## PROBLEM STATEMENT
Copy out every line of the data where the word "drop" is found.

----------------

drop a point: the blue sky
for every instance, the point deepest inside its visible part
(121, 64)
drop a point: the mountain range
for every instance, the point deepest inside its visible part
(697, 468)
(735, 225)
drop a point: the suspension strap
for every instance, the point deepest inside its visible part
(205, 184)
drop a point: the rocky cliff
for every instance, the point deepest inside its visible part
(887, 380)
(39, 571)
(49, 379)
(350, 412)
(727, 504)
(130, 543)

----------------

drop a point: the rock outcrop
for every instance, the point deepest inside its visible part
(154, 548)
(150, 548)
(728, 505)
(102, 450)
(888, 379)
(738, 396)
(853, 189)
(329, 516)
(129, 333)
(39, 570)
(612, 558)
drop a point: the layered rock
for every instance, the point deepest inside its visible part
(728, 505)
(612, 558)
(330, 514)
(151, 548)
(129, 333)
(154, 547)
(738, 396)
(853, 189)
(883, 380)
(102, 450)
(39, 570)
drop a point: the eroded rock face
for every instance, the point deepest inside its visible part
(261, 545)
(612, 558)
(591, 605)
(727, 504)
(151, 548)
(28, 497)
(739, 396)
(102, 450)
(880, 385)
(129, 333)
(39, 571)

----------------

## RESULT FOR THIS EXERCISE
drop a point: the blue sky
drop a point: the mountain range
drop a point: the suspension strap
drop a point: the rocky cliff
drop a point: the rock outcrop
drop a point: the layered rock
drop a point: the eroded rock face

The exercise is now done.